BEGIN Information supplied
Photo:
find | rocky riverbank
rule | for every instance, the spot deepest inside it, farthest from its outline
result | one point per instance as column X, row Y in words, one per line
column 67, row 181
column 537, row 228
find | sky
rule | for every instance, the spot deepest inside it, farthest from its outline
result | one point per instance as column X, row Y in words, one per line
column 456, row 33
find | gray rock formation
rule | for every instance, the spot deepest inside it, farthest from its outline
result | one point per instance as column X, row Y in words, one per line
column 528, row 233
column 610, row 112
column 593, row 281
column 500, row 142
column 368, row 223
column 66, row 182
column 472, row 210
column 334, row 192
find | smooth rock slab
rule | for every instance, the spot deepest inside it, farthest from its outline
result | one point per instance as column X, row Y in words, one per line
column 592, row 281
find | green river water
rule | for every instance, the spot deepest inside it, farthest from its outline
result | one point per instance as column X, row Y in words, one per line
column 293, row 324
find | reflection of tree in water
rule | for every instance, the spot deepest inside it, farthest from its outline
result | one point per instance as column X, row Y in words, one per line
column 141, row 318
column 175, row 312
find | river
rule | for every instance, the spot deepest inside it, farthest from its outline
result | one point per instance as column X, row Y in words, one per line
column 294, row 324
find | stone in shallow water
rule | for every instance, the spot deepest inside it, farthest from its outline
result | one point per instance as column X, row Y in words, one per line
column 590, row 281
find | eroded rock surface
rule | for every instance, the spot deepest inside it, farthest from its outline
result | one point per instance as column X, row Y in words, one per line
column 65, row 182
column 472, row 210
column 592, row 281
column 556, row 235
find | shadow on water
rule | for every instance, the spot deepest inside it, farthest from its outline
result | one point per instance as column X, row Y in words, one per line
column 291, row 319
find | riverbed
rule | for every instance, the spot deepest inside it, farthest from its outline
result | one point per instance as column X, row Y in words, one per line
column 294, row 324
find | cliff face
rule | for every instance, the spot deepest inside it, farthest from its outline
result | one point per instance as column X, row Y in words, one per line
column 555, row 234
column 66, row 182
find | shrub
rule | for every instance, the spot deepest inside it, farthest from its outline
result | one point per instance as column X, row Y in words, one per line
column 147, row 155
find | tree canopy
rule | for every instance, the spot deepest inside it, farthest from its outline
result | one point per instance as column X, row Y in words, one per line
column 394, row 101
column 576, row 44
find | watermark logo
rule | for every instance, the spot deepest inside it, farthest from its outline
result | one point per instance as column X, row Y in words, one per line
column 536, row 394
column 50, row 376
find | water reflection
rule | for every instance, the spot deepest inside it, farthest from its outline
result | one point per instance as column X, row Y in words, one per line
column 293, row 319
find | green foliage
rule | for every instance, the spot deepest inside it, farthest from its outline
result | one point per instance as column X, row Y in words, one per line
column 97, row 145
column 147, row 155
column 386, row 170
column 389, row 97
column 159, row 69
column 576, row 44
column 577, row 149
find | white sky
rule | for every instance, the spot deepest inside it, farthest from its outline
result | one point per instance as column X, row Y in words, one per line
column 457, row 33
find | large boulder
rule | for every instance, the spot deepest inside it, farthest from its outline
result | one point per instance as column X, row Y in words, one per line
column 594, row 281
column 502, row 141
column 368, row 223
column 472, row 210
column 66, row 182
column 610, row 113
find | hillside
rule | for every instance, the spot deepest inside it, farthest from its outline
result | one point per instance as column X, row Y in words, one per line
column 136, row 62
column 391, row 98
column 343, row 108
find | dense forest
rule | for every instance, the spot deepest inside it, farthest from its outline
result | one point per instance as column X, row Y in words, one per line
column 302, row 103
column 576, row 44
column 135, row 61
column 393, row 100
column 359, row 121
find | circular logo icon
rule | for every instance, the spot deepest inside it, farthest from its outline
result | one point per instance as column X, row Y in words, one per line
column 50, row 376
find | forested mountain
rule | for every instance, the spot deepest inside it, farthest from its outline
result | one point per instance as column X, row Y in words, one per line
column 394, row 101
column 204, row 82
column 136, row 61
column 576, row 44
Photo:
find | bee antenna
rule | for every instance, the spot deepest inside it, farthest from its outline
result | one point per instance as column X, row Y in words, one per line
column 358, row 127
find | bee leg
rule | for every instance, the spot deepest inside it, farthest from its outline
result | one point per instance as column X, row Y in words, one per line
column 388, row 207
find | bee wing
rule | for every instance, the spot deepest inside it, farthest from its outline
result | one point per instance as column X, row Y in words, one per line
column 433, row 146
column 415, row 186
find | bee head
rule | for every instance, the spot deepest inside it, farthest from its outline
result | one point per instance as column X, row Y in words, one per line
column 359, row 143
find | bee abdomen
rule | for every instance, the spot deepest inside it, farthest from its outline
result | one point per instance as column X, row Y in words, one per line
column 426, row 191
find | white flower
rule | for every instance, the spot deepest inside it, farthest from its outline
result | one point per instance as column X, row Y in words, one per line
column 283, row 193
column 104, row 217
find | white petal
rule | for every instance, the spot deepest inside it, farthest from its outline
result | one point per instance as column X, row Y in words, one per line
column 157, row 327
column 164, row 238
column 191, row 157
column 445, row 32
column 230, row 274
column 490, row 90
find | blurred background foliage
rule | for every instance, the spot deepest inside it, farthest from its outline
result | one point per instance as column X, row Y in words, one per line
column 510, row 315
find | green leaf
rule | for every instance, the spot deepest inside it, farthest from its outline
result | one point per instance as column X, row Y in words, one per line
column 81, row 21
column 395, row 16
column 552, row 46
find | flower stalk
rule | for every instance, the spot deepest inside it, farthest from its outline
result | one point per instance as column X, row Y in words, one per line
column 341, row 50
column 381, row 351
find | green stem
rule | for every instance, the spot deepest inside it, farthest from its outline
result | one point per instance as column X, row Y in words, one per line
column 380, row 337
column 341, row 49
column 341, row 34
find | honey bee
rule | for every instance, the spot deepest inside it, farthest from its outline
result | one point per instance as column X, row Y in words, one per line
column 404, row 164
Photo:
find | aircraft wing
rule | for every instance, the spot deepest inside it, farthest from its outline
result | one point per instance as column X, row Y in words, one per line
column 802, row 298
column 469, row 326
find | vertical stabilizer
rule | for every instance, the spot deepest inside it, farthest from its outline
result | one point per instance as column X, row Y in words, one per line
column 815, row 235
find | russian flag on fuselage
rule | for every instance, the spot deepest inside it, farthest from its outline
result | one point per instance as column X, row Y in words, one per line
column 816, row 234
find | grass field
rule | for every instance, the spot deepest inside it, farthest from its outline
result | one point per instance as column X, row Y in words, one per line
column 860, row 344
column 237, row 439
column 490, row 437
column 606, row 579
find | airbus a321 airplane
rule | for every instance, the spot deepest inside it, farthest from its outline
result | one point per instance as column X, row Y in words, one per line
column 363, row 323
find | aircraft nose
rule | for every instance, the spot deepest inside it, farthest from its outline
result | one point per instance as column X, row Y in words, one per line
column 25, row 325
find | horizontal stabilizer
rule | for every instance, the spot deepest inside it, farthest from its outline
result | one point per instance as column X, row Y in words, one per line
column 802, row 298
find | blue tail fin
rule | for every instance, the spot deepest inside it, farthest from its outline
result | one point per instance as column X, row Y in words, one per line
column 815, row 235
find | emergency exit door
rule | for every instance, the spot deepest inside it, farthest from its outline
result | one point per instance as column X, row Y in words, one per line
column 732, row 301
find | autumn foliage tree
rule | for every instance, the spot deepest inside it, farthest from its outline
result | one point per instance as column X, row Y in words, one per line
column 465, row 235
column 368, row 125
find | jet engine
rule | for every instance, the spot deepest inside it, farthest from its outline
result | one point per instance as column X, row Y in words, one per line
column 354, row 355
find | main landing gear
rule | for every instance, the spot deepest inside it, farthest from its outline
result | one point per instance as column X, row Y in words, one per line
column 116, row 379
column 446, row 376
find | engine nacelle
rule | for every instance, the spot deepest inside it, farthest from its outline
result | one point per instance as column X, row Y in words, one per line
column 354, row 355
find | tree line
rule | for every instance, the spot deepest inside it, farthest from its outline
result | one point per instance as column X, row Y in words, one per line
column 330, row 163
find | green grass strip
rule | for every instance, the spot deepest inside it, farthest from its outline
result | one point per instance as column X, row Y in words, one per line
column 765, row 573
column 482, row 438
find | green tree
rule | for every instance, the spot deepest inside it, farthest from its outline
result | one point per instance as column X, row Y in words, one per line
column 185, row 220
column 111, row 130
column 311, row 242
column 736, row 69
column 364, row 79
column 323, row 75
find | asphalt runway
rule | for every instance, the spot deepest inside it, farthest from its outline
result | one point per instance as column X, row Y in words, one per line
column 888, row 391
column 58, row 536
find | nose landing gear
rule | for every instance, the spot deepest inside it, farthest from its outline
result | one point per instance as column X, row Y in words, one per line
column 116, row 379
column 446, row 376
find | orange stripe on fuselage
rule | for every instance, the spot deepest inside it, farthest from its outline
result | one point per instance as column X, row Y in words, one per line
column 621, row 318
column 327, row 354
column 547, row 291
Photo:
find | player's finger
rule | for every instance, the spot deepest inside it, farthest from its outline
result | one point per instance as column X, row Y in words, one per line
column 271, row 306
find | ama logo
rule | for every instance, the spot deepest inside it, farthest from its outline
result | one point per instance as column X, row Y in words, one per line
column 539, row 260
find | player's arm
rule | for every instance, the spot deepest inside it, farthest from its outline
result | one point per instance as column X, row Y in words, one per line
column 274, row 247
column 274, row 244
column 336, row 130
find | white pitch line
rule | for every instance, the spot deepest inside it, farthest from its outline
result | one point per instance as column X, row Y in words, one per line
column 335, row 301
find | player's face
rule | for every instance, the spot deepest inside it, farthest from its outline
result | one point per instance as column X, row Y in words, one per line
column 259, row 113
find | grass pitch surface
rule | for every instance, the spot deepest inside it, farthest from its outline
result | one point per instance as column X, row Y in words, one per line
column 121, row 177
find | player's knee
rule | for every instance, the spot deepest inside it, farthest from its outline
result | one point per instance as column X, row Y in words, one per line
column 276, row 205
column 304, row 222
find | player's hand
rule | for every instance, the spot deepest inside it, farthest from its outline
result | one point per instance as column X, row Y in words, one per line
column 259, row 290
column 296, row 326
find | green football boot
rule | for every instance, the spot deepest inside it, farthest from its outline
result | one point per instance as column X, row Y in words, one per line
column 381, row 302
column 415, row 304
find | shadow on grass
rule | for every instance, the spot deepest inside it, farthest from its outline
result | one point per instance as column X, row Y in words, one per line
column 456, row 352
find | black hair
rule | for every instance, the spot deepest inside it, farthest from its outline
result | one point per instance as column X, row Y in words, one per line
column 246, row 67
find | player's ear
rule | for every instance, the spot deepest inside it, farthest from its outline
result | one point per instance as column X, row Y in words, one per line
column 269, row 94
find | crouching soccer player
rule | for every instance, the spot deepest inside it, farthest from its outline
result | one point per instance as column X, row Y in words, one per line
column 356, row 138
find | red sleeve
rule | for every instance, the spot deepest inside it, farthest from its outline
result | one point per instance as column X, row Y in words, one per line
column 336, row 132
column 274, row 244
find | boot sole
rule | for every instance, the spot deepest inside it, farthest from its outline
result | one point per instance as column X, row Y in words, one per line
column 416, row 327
END Information supplied
Pull from the data each line where the string "green" turns up.

▶ _Answer box_:
find | green river water
find | green foliage
find | green leaf
find | green stem
find | green grass strip
find | green tree
find | green football boot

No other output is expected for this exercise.